Short exercise:
Select every line of the items below that contains the string "wood", treating uppercase and lowercase letters as different.

Provided entries:
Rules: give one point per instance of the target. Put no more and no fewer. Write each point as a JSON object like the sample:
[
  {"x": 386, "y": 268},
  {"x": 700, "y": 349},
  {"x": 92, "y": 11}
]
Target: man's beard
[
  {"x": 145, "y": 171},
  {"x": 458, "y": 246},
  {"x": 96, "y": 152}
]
...
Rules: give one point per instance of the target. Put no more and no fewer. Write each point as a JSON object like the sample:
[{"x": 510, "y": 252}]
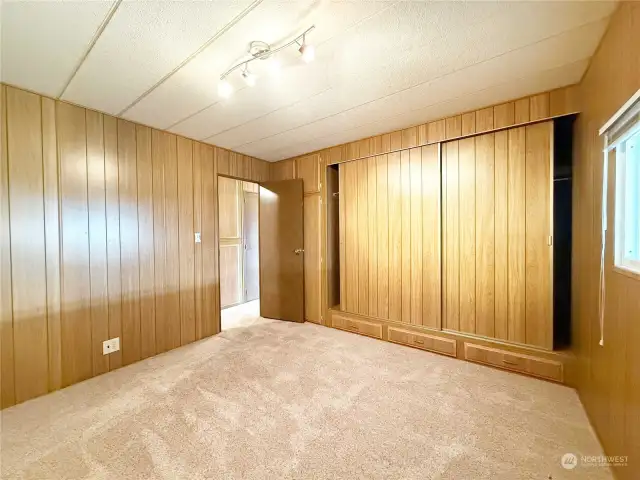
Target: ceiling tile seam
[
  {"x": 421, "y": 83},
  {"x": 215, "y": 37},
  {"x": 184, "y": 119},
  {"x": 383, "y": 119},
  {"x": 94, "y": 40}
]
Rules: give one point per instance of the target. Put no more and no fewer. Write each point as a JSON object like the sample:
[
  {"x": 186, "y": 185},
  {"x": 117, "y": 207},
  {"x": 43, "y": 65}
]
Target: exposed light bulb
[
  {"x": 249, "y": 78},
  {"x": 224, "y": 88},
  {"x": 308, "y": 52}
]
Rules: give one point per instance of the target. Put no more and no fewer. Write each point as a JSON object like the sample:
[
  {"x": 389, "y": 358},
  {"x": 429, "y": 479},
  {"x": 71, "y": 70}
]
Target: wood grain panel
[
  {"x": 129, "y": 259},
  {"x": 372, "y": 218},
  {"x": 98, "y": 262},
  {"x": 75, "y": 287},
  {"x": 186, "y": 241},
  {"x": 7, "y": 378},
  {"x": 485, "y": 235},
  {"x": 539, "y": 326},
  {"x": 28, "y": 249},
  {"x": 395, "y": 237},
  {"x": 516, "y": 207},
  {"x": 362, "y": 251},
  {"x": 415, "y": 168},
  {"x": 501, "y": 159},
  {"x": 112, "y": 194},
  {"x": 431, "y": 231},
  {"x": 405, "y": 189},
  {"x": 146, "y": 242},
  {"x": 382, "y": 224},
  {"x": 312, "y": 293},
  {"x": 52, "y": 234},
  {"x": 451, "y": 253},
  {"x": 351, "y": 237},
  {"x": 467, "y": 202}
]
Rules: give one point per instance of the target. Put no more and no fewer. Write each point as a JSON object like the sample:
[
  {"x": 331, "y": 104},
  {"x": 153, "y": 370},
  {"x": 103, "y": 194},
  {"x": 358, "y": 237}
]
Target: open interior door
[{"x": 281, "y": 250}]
==
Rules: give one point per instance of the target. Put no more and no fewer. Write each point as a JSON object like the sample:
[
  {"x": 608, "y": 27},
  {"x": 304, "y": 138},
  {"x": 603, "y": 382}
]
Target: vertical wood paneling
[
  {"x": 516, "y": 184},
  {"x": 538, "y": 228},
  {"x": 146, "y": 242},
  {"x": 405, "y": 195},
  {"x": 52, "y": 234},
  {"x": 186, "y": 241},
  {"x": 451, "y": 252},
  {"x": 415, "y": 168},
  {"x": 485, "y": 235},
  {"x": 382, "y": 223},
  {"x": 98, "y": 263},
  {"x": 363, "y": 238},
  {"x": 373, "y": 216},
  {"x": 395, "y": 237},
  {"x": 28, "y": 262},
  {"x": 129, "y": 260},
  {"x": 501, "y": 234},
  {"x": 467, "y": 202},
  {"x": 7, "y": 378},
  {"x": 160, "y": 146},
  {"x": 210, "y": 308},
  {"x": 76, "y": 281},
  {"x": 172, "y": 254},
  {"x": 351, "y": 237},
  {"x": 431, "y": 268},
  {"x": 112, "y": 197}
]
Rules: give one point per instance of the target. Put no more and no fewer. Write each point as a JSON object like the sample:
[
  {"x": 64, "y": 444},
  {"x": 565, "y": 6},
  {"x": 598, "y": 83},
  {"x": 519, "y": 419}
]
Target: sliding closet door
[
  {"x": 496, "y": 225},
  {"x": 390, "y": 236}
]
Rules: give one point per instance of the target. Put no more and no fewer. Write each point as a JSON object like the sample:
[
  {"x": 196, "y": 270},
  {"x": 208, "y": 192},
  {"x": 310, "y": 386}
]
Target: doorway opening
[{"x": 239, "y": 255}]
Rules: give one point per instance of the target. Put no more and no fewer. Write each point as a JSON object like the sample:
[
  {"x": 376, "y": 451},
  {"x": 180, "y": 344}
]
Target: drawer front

Answer to this problem:
Target: wood grain panel
Target: vertical wood paneling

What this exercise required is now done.